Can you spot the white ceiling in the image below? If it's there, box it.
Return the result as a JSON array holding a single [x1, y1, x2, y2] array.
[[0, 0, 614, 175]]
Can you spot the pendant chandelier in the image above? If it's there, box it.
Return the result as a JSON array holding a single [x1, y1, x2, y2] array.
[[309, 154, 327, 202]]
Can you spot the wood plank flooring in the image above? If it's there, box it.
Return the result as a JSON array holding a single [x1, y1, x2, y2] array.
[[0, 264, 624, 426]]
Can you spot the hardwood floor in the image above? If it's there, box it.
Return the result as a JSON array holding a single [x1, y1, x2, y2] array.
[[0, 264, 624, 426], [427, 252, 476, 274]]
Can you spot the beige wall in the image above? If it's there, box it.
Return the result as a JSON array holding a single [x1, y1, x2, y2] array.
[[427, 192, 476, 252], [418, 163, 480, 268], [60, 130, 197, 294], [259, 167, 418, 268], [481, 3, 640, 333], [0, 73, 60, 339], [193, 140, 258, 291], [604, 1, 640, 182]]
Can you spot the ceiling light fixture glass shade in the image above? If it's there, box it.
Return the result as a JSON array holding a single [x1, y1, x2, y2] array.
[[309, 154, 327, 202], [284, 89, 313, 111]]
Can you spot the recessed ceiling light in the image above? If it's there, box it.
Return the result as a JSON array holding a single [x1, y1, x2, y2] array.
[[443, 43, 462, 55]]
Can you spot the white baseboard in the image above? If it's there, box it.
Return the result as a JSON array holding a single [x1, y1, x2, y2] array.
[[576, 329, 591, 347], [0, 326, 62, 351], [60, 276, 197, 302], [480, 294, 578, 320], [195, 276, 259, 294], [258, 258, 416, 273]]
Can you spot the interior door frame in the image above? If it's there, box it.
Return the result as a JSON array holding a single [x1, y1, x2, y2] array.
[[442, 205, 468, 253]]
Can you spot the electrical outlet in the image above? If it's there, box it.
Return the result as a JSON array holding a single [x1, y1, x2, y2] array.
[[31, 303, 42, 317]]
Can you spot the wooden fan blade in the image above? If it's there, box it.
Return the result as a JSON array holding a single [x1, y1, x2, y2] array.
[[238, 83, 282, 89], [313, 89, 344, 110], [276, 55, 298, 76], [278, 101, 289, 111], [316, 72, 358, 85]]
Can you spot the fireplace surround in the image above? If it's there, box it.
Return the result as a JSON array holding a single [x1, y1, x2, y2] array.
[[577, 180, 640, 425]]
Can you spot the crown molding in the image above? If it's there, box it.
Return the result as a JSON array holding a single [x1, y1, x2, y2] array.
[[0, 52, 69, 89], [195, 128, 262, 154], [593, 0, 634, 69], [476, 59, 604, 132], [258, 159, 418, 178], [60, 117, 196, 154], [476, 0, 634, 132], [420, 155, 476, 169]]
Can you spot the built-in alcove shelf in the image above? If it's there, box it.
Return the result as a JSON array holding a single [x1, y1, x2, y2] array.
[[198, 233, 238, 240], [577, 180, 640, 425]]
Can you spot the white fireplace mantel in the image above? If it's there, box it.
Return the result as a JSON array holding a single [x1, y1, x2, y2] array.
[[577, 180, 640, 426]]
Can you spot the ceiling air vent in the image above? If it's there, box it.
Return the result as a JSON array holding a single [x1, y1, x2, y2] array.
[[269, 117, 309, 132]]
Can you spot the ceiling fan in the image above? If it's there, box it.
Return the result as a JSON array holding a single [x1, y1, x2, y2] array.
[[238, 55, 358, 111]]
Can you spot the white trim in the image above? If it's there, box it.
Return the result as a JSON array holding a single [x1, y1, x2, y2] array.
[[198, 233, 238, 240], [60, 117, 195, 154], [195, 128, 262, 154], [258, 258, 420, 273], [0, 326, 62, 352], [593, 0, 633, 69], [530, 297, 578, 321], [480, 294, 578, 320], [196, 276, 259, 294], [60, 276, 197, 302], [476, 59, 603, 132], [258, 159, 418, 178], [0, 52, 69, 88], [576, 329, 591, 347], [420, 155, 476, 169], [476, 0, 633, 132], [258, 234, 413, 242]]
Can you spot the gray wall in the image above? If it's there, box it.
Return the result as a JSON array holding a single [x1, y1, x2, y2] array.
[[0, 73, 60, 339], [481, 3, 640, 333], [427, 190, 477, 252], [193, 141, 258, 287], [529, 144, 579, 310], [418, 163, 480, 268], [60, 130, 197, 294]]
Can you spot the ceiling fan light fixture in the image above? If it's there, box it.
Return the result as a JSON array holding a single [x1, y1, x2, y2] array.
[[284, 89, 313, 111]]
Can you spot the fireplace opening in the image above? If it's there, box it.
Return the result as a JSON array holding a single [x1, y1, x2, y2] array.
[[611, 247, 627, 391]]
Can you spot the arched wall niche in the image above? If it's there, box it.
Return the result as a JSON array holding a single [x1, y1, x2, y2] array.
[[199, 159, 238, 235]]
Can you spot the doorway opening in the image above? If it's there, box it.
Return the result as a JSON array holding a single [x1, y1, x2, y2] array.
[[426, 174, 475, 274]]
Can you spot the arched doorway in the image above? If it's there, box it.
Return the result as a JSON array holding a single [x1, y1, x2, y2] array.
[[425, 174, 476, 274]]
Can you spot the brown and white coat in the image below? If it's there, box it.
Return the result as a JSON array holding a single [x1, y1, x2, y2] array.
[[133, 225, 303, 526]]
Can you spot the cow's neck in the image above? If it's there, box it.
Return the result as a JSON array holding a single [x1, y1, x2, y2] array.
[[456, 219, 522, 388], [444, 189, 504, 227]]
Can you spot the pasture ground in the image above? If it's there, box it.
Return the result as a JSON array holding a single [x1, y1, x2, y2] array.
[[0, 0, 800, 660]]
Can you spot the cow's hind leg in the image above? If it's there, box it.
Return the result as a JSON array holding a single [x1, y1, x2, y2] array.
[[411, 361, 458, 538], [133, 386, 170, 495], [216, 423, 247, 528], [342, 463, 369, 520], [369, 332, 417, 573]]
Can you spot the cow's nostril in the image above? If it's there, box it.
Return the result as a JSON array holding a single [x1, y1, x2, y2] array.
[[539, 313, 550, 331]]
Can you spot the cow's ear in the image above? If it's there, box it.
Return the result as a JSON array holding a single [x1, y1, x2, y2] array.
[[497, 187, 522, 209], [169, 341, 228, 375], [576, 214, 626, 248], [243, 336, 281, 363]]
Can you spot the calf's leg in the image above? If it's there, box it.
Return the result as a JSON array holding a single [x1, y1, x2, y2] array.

EXERCISE DIRECTIONS:
Lay out every line of the records above as a numbered list, leaving out any blank lines.

SOLUTION TO THIS EXERCISE:
1. Can you spot the white ceiling in the image below? If it's there, box it.
2. Return the result as a JSON array holding a single [x1, y1, x2, y2] array.
3. [[0, 0, 614, 175]]
4. Can you spot the pendant chandelier in the image above? If it's there, box it.
5. Return the result as a JSON array holding a single [x1, y1, x2, y2] array.
6. [[309, 154, 327, 202]]
7. Can you spot the wood plank flooring in the image above? If it's there, box it.
8. Return the result as a JSON array holding a single [x1, y1, x2, y2] array.
9. [[0, 264, 624, 426]]
10. Can you spot the hardwood floor in the image above? If it's there, box it.
11. Return the result as a JSON array holding a single [x1, y1, x2, y2] array.
12. [[0, 264, 624, 426], [427, 252, 476, 274]]
13. Can you spot the beige wall in the image above? If it's there, box it.
14. Return the result as a JSON array holding a single [x1, y1, x2, y2] array.
15. [[427, 192, 476, 252], [418, 163, 480, 268], [60, 130, 197, 294], [259, 167, 418, 268], [481, 3, 640, 333], [0, 73, 60, 339], [193, 140, 258, 291], [604, 1, 640, 182]]
16. Can you spot the ceiling light fixture glass shade in the image above? If it's there, box it.
17. Return the result as a JSON array holding a single [x1, y1, x2, y2] array.
18. [[309, 154, 327, 202], [284, 89, 313, 111]]
19. Can you spot the recessed ceiling light in the image above? If it's there, box it.
20. Return the result as a JSON array holding a single [x1, y1, x2, y2] array.
21. [[443, 43, 462, 55]]
22. Can you spot the white baseboard in the image above? If it's there, box it.
23. Return the result as a JSON array holding a single [x1, y1, x2, y2] array.
24. [[576, 329, 591, 347], [0, 326, 62, 351], [60, 276, 197, 302], [480, 294, 578, 320], [195, 276, 259, 294], [258, 258, 416, 273]]
25. Can you spot the interior door frame in the image above? If it's there, box it.
26. Return the result as a JSON array holding a single [x1, y1, x2, y2] array.
27. [[442, 205, 468, 253]]
28. Can you spot the electrical outlet in the image above? If it's there, box it.
29. Return the result as a JSON array holding a single [x1, y1, x2, y2] array.
30. [[31, 303, 42, 317]]
31. Can you spot the wooden fan blade in the image above? If it's there, box it.
32. Return the result as a JSON array holding a single [x1, y1, x2, y2] array.
33. [[238, 83, 282, 89], [313, 89, 344, 110], [276, 55, 298, 76], [278, 101, 289, 111], [316, 72, 358, 85]]
34. Can you spot the fireplace surround in the image above? If it's there, box it.
35. Return the result as a JSON array holding a single [x1, y1, x2, y2] array.
36. [[577, 180, 640, 425]]
37. Can you spot the crown molding in the image above? If it's there, box it.
38. Return the result as a JSON array holding a single [x1, y1, x2, y2] array.
39. [[0, 52, 69, 89], [195, 128, 262, 154], [593, 0, 634, 69], [476, 59, 604, 132], [258, 159, 418, 178], [60, 117, 196, 154], [476, 0, 634, 132], [420, 155, 476, 169]]
40. Can you spot the built-in alcove shelf in the image above? If it's there, box it.
41. Return the result as a JSON array holding a single [x1, y1, x2, y2] array.
42. [[198, 233, 238, 240], [577, 180, 640, 425]]
43. Can you spot the white fireplace mantel in the image above? If it's there, box it.
44. Return the result as a JSON array holding a single [x1, y1, x2, y2] array.
45. [[577, 180, 640, 426]]
46. Can you spot the ceiling air vent in the image above? If it's there, box it.
47. Return the result as a JSON array holding a single [x1, y1, x2, y2] array.
48. [[269, 117, 309, 132]]
49. Can you spot the ceiling fan in the image above? If it's there, box it.
50. Return the result as a JSON array holding a single [x1, y1, x2, y2] array.
51. [[238, 55, 358, 111]]
52. Can you spot the white trim in the image above? If it's there, box it.
53. Return the result as a JSON array holding a single [x1, y1, x2, y2] array.
54. [[198, 233, 238, 240], [60, 117, 195, 154], [195, 128, 262, 154], [258, 258, 420, 273], [0, 326, 62, 352], [593, 0, 633, 69], [530, 297, 578, 321], [480, 294, 578, 320], [196, 276, 259, 294], [60, 276, 197, 302], [476, 59, 603, 132], [258, 159, 418, 178], [0, 52, 69, 88], [576, 329, 591, 347], [420, 155, 476, 169], [476, 0, 633, 132], [258, 234, 413, 242]]
55. Can you spot the gray wall in the image above? If it's there, box it.
56. Return the result as a JSON array holding a single [x1, y1, x2, y2] array.
57. [[0, 73, 60, 339], [481, 3, 640, 333], [427, 190, 477, 252], [193, 141, 258, 287], [529, 144, 579, 310], [418, 163, 480, 268], [60, 130, 197, 294]]
58. Can you spot the ceiling fan light fixture in the image above? If it's there, box it.
59. Return the result as a JSON array holding a single [x1, y1, x2, y2] array.
60. [[284, 89, 313, 111]]
61. Can you spot the fireplace opening in the image above? If it's there, box it.
62. Return the result as a JSON array holding a single [x1, y1, x2, y2] array.
63. [[611, 247, 627, 391]]
64. Can you spot the arched wall niche in the image above? If it's there, box it.
65. Return the result as a JSON array holding a single [x1, y1, x2, y2] array.
66. [[199, 159, 238, 235]]
67. Can you spot the doorway opening in the image above? If it's there, box it.
68. Return the result as a JSON array holding a single [x1, y1, x2, y2] array.
69. [[426, 174, 475, 274]]
70. Can you spot the arched doorway in the image above? If it's there, box it.
71. Return the result as a JSON array holding a single [x1, y1, x2, y2] array.
72. [[425, 174, 476, 274]]
73. Can you spot the brown and white coat in the image below? If it's there, box it.
74. Return the result as a JSON array holding a single [x1, y1, x2, y2] array.
75. [[133, 225, 303, 526]]
76. Can you spot the cow's neck in the image above? If it's there, box it.
77. Return the result as a JSON array holding a single [x1, y1, x2, y2] array.
78. [[456, 219, 522, 388], [444, 189, 504, 227]]
79. Can you spot the pasture ground in the image above? If it's there, box it.
80. Return the result as a JSON array holding a single [x1, y1, x2, y2] array.
81. [[0, 0, 800, 660]]
82. Can you spot the cow's hind leg in the image above? If it's there, box it.
83. Return the result as a JSON array holding a single [x1, y1, x2, y2] array.
84. [[411, 361, 458, 538], [133, 386, 170, 495], [216, 423, 247, 528], [342, 463, 369, 520], [369, 332, 417, 573]]
85. Can you spot the cow's nostril in the image above? If it's there, box it.
86. Return the result as a JSON array holding a single [x1, y1, x2, y2] array.
87. [[539, 313, 550, 331]]
88. Can you spot the cow's ear in the image above? If it's there, box it.
89. Return the result as a JSON array holding a single [x1, y1, x2, y2] array.
90. [[497, 187, 522, 209], [169, 341, 228, 375], [576, 214, 626, 248], [243, 336, 281, 363]]
91. Can you spot the calf's leg in the image above? If it's there, box it.
92. Return the result as a JSON array holding a single [x1, y1, x2, y2] array.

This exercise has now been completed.